▶ _Exercise prompt_: Below are entries; count each line that holds the word "shirt" and report the number without any other words.

Dataset records: Begin

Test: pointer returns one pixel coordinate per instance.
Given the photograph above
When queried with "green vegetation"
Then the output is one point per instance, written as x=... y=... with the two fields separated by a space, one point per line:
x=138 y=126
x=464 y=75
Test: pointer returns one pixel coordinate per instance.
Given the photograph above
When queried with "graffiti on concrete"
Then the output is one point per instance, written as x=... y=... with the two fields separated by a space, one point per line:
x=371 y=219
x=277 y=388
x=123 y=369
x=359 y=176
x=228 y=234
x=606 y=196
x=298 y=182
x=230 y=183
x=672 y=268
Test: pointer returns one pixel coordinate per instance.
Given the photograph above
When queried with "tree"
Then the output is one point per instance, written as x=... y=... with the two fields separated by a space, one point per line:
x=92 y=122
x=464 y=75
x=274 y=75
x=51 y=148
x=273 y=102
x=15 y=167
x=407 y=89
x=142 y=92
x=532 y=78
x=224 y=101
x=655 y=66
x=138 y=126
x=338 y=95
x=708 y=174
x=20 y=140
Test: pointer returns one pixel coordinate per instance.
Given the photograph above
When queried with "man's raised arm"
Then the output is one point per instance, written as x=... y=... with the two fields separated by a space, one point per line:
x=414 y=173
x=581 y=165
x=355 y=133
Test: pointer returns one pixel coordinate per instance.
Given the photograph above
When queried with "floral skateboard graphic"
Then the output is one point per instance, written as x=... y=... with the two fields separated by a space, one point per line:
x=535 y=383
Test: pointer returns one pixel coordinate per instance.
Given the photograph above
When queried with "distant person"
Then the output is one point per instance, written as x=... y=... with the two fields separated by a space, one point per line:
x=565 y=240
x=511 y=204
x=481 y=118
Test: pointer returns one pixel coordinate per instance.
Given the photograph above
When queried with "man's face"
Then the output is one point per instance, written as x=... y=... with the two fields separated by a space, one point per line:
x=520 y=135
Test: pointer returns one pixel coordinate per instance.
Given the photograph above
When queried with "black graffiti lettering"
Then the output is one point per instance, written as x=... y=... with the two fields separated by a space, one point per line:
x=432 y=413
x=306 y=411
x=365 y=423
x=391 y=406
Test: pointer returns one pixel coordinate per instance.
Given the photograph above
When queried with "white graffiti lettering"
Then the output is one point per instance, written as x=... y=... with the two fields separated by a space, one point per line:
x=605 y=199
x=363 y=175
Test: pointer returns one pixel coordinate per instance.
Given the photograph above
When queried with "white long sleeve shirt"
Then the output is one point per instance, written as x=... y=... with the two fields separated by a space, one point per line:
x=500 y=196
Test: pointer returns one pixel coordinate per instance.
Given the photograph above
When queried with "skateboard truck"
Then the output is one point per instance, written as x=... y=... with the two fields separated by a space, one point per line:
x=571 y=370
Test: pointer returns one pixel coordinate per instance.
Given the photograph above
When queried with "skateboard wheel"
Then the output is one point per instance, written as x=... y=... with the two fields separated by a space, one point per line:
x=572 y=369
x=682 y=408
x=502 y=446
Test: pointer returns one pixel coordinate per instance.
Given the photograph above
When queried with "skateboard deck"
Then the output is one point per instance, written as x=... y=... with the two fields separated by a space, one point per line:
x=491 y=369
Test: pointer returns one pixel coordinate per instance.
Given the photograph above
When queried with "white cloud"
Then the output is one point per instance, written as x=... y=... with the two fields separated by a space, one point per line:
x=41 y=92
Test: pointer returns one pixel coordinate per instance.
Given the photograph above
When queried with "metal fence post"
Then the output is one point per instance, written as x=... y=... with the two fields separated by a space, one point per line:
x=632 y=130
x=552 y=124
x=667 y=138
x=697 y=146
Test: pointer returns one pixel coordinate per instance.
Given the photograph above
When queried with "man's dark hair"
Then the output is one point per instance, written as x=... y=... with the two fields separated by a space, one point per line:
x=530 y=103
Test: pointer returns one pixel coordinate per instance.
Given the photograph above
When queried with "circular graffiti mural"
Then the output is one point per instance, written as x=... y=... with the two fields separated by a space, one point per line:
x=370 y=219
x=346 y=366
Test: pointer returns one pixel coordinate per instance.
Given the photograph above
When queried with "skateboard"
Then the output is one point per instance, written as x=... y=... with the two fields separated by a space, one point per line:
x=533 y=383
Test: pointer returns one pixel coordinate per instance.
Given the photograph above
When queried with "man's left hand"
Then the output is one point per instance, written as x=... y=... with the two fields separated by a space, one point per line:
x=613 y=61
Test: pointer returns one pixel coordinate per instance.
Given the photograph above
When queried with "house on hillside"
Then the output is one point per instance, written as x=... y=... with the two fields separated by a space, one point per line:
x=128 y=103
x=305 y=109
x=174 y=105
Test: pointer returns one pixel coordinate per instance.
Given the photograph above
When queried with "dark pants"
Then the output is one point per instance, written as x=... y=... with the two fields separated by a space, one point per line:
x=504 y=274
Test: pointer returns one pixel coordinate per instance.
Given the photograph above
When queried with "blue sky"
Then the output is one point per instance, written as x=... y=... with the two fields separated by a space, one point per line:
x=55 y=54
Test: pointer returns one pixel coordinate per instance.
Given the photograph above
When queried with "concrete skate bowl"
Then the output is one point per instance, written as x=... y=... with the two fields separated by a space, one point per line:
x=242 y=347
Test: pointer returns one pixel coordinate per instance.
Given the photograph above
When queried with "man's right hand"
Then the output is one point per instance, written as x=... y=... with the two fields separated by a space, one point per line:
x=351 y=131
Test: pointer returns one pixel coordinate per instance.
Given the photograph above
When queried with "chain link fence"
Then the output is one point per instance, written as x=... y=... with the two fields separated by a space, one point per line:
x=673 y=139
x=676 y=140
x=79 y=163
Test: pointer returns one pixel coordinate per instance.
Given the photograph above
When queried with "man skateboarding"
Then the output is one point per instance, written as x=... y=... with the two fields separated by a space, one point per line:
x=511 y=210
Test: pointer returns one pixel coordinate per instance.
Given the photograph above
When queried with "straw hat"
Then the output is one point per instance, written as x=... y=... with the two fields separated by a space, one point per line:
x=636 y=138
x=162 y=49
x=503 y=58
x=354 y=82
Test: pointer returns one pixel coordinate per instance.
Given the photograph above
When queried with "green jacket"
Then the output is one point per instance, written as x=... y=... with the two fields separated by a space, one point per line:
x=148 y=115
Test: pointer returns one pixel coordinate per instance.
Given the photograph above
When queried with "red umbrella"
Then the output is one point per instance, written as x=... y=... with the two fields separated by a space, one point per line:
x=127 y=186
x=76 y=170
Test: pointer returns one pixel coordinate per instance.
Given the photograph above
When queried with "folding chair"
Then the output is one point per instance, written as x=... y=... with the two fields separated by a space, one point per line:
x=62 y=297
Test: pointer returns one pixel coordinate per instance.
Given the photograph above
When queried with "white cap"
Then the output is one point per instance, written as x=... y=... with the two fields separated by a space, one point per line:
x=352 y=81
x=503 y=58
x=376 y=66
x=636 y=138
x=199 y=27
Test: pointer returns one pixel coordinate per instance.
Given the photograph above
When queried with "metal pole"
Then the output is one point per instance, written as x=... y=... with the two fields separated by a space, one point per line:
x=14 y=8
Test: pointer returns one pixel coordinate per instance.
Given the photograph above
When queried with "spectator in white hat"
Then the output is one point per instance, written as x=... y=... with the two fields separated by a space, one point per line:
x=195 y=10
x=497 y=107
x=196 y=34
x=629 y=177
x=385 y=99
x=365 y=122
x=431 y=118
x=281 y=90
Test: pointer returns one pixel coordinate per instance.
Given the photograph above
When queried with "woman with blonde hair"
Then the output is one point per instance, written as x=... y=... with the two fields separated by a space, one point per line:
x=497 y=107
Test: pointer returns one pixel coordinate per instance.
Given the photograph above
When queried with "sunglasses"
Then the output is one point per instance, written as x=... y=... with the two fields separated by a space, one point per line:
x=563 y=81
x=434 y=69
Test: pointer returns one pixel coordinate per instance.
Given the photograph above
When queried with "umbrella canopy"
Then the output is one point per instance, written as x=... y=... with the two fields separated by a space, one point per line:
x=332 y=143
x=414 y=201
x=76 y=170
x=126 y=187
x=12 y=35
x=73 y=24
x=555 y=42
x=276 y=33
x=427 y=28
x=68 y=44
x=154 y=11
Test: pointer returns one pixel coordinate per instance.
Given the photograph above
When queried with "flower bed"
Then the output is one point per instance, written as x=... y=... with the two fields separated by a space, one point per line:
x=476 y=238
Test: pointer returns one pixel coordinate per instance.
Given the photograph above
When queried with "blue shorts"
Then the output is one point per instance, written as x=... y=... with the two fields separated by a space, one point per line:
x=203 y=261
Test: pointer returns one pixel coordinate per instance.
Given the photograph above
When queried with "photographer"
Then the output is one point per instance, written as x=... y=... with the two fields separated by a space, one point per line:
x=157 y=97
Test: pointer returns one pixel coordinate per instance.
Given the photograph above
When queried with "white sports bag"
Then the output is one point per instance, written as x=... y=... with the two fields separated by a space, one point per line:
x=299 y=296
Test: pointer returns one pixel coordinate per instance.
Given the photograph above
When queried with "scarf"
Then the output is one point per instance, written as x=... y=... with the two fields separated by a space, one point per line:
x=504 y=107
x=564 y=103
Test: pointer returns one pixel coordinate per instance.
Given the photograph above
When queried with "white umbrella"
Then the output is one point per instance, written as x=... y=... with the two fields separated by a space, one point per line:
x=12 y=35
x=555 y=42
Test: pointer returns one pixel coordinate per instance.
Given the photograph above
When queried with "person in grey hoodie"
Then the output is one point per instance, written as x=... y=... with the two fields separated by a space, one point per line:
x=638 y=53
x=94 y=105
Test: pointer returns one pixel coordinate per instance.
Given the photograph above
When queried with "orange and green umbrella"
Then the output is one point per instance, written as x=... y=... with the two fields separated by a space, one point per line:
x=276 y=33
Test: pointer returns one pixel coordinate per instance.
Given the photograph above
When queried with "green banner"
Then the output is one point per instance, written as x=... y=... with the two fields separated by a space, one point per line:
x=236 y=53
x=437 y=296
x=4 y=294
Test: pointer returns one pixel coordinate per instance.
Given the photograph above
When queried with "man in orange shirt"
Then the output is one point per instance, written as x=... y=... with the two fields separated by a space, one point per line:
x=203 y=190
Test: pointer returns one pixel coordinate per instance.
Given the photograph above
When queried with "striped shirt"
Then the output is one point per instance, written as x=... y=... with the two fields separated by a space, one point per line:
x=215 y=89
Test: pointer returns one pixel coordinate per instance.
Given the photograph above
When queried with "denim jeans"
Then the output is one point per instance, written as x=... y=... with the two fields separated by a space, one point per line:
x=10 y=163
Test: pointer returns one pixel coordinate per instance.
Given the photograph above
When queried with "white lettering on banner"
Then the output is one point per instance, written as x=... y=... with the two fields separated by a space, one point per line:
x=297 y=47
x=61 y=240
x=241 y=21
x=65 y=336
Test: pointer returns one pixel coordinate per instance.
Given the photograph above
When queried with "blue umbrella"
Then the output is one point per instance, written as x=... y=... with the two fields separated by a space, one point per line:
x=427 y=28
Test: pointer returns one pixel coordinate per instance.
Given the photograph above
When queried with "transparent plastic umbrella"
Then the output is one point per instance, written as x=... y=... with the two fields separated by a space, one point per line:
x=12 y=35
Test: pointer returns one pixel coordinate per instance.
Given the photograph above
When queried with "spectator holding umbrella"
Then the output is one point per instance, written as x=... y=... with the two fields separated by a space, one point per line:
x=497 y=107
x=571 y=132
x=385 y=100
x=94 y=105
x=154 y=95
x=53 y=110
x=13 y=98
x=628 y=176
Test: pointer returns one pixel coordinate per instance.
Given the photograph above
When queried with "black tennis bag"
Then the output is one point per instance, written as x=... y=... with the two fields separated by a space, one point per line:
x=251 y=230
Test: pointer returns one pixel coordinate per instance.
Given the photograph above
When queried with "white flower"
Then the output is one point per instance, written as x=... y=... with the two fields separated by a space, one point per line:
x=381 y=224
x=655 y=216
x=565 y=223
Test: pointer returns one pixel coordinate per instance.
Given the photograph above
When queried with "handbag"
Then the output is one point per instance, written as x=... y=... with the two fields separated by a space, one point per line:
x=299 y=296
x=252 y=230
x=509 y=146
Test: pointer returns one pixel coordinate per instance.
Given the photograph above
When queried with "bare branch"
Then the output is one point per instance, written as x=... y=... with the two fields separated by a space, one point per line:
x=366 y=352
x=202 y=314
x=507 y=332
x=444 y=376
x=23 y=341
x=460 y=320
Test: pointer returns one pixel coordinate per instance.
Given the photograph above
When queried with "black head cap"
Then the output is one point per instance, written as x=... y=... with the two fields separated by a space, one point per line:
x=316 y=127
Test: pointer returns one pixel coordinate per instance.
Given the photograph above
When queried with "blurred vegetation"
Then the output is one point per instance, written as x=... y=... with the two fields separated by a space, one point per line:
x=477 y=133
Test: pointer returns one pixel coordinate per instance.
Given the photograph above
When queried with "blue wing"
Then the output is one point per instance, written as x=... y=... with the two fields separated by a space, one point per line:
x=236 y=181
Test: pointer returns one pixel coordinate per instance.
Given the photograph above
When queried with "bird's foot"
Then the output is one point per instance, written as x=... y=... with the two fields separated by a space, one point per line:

Dataset records: End

▶ _Written answer_: 3